## START DOCUMENT EXCERPT

Manatee Data: General Linear Models
A record number of manatee deaths caused by boats begs the question: would limiting the number of boats solve the problem?
I have been reading about the record number of manatee deaths caused by watercraft in Florida. The first half of 2019 set a record, and the while year of 2018 also surpassed the death toll of any other year. Since I wanted to demonstrate the basics of regression, I figured I get some data about boats and manatees and see whether certain actions would help with the problem. So on this page, we will look at how to find the y intercept and the slope of a regression line. We will also test assumptions of regression to see if the model we built is a good fit using residuals. Finally, we will calculate the coefficient of determination and test the significance of the slope and of the entire model. Sounds good?
Let me also disclose that I obtained data from the Florida Fish and Wildlife Conservation Commission about manatee mortality statistics:
https://myfwc.com/research/manatee/rescue-mortality-response/statistics/mortality/yearly/
I also downloaded some statistics about boat ownership in the state of Florida from the Department of Highway Safety and Motor Vehicles (FLHSMV):
https://www.flhsmv.gov/motor-vehicles-tags-titles/vessels/vessel-owner-statistics/
Lucky for us, everyone who owns a boat with an EPIRB (Emergency Position Indicating Radio Beacon) must register it with the FLHSMV. Boats are then classified based on their size. The following shows the classification and corresponding boat sizes that appear in the data below. Notice, that I entered frequency counts for each year between 2000-2017 by boat class. The classification is courtesy of FLHSMV (I took it as written on the website.)

## END DOCUMENT EXCERPT
## START ITEMS

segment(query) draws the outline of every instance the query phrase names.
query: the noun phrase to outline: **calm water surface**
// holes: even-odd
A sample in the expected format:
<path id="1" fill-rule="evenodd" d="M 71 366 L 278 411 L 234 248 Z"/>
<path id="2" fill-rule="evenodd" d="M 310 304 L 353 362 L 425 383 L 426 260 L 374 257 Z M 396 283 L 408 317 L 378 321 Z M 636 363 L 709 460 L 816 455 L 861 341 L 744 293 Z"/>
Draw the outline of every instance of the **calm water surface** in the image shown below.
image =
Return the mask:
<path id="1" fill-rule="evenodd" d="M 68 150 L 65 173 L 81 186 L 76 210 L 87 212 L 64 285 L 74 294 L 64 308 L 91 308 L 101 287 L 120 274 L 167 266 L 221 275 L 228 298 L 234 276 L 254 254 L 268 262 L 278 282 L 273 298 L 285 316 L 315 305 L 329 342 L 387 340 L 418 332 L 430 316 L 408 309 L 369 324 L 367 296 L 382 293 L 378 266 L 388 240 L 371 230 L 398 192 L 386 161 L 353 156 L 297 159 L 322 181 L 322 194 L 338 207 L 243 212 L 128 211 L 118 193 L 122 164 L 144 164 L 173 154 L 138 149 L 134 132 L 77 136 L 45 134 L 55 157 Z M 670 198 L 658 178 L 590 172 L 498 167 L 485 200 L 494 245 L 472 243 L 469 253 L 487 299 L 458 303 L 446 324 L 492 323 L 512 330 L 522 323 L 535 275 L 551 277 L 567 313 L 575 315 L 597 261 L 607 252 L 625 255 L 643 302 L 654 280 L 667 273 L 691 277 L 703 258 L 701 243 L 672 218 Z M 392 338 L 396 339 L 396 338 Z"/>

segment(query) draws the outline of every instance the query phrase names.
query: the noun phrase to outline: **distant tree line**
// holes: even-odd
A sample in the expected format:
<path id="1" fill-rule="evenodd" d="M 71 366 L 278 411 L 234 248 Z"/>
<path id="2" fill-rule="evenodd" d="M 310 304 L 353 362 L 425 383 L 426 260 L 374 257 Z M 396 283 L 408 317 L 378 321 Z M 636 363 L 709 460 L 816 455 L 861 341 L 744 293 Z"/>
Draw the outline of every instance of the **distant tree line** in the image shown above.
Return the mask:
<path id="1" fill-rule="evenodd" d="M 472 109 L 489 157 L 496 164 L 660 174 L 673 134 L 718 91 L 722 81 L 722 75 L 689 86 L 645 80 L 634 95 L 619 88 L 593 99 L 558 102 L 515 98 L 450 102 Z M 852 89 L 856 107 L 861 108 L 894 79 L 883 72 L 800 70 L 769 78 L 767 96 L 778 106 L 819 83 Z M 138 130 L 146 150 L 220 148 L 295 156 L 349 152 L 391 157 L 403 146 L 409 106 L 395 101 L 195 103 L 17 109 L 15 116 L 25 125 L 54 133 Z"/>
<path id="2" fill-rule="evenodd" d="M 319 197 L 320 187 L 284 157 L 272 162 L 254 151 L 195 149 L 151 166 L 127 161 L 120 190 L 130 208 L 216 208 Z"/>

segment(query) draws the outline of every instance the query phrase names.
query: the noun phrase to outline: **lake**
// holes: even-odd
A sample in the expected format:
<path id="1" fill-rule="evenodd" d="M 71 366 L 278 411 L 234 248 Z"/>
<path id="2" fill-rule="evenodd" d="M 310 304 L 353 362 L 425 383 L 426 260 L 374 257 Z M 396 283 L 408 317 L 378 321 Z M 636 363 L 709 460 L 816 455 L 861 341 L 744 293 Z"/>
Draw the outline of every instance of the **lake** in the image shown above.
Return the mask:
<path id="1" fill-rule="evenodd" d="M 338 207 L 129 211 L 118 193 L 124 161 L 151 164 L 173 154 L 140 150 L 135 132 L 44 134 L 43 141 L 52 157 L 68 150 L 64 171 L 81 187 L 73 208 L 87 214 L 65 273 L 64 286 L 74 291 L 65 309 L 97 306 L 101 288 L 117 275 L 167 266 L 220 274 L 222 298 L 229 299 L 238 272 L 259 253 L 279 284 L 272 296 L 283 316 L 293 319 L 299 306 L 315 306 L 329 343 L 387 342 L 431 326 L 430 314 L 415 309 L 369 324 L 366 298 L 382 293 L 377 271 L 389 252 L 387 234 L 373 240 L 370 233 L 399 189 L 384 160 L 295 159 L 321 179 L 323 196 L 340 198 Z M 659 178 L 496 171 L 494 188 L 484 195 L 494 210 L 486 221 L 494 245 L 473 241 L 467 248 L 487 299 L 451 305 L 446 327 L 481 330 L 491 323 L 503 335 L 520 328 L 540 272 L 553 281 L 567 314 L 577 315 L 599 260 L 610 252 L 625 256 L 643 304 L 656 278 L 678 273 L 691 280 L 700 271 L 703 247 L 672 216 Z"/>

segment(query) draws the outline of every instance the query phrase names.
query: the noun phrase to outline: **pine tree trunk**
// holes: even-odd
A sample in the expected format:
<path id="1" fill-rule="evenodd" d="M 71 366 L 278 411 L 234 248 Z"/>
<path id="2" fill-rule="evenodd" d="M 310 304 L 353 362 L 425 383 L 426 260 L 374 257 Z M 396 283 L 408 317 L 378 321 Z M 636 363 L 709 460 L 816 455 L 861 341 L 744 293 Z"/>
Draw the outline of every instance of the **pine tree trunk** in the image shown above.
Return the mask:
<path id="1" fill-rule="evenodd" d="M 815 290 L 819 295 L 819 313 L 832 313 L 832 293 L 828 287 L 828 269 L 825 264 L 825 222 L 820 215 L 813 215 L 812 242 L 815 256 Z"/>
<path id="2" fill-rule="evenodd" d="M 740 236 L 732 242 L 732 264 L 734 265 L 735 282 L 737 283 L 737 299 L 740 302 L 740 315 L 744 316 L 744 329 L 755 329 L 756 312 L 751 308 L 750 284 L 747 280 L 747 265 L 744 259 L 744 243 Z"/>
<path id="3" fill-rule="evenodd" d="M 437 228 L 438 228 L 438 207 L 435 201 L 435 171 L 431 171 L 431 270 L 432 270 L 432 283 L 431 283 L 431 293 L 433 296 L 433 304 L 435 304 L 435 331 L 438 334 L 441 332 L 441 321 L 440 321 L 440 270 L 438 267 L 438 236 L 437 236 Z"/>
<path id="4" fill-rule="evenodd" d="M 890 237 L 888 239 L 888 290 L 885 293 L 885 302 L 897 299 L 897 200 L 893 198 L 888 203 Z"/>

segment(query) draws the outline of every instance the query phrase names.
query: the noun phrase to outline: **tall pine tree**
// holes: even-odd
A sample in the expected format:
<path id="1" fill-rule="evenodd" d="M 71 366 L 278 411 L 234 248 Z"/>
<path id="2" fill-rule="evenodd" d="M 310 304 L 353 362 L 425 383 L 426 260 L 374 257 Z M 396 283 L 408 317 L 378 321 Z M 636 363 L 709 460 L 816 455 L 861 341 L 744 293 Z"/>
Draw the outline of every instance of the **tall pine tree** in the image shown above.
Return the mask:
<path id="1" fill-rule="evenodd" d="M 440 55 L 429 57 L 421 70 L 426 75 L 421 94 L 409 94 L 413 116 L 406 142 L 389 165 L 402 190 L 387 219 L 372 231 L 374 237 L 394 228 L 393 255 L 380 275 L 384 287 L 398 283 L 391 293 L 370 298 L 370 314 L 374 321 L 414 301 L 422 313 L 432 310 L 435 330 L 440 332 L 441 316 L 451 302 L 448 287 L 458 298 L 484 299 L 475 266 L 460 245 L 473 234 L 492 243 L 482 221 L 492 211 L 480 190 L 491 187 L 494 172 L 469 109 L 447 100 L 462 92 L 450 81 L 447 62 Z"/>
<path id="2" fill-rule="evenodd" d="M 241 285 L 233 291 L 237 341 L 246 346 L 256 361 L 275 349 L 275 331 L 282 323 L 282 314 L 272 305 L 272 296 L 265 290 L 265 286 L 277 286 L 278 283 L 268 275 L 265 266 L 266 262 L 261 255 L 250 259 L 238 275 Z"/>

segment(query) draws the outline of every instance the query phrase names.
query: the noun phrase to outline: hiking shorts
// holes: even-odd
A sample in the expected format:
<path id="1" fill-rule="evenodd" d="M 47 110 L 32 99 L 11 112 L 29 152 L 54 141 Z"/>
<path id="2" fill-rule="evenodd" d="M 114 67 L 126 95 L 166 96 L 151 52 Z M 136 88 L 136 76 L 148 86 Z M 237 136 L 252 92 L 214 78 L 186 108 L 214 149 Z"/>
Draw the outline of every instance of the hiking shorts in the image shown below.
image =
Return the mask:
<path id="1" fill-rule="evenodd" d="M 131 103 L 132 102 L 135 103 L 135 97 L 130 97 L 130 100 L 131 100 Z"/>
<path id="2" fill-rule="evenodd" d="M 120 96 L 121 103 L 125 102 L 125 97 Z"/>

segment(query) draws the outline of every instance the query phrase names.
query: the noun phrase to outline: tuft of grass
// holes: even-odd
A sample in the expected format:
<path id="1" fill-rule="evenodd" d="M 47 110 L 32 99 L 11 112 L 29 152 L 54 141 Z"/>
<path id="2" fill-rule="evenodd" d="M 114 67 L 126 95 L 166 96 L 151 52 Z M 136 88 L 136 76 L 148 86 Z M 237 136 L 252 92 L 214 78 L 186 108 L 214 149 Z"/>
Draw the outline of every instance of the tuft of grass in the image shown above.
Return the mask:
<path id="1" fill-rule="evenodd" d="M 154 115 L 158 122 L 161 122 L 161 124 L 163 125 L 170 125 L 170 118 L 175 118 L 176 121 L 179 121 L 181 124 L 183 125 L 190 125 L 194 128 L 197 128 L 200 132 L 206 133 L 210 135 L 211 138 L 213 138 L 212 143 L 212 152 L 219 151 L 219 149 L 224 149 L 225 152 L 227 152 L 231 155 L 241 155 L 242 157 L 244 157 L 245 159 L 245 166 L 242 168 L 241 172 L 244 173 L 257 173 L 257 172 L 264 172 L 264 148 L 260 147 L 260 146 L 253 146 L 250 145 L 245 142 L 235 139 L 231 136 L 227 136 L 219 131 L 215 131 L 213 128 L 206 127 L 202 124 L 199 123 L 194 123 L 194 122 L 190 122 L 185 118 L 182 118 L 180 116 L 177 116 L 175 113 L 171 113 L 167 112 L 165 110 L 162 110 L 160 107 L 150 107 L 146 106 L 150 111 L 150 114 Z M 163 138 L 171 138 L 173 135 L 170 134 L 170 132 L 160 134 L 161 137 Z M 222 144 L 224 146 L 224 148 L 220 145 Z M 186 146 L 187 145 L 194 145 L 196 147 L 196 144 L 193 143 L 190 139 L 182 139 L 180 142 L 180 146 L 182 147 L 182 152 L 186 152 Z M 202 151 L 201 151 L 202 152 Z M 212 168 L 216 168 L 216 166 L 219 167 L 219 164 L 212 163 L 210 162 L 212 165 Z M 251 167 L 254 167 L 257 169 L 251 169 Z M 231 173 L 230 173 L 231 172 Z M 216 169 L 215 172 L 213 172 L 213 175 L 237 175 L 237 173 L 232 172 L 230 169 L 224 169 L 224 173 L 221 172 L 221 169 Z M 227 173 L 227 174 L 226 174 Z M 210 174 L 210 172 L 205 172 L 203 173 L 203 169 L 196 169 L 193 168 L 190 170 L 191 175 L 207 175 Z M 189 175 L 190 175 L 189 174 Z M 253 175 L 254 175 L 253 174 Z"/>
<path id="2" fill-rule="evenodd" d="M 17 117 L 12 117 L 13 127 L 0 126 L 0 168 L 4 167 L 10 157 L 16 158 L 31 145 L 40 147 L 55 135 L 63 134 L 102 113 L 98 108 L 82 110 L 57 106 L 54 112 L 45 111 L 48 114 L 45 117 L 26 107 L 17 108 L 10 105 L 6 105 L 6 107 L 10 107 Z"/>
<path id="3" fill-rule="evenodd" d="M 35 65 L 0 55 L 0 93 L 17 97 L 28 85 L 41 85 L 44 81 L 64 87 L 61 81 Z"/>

## END ITEMS

[SHORT PROBLEM A]: Reproduce the passage from the manatee page above, starting with "Manatee Data: General" and going on through "model. Sounds good?".
[SHORT PROBLEM B]: According to the manatee page above, which years do the boat-class frequency counts cover?
[SHORT PROBLEM C]: List every analysis step that the manatee page above says it will carry out on the regression model.

[WRITTEN ANSWER A]:
Manatee Data: General Linear Models
A record number of manatee deaths caused by boats begs the question: would limiting the number of boats solve the problem?
I have been reading about the record number of manatee deaths caused by watercraft in Florida. The first half of 2019 set a record, and the while year of 2018 also surpassed the death toll of any other year. Since I wanted to demonstrate the basics of regression, I figured I get some data about boats and manatees and see whether certain actions would help with the problem. So on this page, we will look at how to find the y intercept and the slope of a regression line. We will also test assumptions of regression to see if the model we built is a good fit using residuals. Finally, we will calculate the coefficient of determination and test the significance of the slope and of the entire model. Sounds good?

[WRITTEN ANSWER B]: 2000 through 2017

[WRITTEN ANSWER C]:
- Finding the y intercept of the regression line
- Finding the slope of the regression line
- Testing the assumptions of regression using residuals
- Calculating the coefficient of determination
- Testing the significance of the slope
- Testing the significance of the entire model